Which lines of the listing contain the string "suit"? Copy each of them out in full, treating case as significant.
########
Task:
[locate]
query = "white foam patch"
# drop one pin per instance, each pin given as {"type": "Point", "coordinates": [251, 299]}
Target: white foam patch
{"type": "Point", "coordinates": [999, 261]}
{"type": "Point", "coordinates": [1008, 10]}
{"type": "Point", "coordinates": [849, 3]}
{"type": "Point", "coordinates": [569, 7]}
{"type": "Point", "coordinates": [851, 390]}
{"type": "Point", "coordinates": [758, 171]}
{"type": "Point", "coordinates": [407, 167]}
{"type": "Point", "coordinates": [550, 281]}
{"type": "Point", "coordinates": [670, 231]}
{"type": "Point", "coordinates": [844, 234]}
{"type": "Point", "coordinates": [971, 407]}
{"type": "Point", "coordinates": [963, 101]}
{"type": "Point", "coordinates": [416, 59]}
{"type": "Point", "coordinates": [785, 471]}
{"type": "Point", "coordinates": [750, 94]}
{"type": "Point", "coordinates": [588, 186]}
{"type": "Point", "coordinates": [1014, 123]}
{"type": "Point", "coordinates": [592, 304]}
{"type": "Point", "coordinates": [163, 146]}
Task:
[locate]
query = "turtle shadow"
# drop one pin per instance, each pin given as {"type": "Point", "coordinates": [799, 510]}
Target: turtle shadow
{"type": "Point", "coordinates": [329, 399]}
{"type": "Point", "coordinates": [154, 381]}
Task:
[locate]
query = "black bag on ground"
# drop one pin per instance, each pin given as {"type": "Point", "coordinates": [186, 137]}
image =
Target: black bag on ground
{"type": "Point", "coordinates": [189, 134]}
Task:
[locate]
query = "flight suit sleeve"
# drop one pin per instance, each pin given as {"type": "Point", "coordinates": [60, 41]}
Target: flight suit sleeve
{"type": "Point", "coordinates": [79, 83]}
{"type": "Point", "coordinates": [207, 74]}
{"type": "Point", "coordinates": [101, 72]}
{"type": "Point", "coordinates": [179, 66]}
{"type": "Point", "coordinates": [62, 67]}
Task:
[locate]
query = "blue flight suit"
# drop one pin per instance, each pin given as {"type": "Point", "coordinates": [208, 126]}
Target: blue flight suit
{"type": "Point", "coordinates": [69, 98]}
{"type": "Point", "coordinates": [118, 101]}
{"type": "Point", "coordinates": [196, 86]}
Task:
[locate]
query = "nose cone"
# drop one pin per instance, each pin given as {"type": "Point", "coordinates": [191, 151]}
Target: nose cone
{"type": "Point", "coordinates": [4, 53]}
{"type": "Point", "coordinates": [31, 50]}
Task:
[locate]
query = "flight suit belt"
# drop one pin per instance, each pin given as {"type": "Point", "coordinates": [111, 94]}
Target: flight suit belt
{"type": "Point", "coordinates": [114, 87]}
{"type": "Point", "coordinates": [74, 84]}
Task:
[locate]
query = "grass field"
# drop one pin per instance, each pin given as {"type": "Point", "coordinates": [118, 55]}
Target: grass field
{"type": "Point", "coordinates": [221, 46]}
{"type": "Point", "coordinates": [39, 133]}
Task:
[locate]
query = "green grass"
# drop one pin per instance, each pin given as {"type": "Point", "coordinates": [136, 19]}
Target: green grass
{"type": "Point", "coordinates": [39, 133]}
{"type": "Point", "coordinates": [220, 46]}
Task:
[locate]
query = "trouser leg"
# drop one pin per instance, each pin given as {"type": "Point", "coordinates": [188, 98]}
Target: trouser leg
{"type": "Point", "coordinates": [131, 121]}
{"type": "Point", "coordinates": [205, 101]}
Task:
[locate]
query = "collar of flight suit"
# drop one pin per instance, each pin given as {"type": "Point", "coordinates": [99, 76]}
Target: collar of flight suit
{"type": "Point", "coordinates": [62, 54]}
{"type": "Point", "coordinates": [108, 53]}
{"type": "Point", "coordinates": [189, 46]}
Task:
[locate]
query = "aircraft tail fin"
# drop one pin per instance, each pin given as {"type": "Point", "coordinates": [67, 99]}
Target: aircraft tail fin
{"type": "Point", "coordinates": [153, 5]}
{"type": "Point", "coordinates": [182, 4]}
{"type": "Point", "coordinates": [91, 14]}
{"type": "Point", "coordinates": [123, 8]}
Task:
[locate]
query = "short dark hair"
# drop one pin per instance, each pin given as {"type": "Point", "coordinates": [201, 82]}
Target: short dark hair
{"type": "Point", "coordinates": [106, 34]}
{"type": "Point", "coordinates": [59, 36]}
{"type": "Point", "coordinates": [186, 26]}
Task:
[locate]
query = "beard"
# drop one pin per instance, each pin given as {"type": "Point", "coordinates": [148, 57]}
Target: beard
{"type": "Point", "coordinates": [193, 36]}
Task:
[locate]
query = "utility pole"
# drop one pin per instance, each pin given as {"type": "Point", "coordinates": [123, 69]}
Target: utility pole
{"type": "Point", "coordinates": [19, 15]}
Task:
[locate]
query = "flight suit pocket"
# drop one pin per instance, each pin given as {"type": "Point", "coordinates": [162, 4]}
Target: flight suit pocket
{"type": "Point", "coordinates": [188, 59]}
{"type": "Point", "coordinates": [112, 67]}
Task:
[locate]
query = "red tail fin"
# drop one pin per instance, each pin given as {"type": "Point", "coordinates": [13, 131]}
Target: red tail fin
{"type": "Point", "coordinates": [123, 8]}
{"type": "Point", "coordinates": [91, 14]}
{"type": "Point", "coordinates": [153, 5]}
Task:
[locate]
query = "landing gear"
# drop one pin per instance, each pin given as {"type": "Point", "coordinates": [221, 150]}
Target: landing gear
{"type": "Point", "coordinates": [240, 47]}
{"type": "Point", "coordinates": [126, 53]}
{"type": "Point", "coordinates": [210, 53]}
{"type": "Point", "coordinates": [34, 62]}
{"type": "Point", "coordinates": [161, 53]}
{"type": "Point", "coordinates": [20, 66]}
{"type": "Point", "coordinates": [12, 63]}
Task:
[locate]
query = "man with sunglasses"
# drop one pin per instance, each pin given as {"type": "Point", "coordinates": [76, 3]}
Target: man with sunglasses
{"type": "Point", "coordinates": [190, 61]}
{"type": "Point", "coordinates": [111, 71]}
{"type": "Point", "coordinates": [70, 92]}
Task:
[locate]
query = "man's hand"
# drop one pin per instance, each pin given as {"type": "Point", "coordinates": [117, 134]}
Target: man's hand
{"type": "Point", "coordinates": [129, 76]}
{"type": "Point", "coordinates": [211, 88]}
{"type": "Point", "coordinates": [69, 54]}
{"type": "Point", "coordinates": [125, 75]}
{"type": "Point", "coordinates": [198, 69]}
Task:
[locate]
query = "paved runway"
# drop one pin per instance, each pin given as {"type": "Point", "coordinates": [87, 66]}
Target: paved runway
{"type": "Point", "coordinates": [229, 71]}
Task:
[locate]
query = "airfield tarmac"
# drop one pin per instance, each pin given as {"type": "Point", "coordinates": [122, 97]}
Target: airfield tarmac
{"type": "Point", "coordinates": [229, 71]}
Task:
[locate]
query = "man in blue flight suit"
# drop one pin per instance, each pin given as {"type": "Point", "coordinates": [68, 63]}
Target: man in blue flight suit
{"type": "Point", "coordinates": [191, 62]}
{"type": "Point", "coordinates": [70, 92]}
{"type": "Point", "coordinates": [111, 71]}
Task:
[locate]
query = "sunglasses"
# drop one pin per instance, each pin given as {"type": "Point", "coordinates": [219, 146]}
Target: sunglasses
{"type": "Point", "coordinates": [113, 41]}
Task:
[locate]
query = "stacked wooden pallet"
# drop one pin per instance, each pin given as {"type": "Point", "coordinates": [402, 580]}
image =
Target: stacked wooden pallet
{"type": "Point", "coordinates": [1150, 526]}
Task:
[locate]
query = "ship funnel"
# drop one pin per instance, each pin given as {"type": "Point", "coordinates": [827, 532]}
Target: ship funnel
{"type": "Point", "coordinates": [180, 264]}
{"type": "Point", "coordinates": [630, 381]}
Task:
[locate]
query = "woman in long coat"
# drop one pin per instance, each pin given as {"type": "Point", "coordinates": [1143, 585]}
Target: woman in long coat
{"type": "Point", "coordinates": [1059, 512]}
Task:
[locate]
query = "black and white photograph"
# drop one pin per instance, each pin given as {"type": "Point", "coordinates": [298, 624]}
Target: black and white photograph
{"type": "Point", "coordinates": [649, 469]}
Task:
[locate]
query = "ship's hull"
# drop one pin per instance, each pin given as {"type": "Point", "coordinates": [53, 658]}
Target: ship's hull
########
_Exercise answer_
query = "flight suit sleeve"
Target: flight suit sleeve
query = "blue flight suit"
Target: blue flight suit
query = "flight suit belt"
Target: flight suit belt
query = "collar of flight suit"
Target: collar of flight suit
query = "flight suit pocket"
Target: flight suit pocket
query = "man in blue flight suit"
Target: man in blue flight suit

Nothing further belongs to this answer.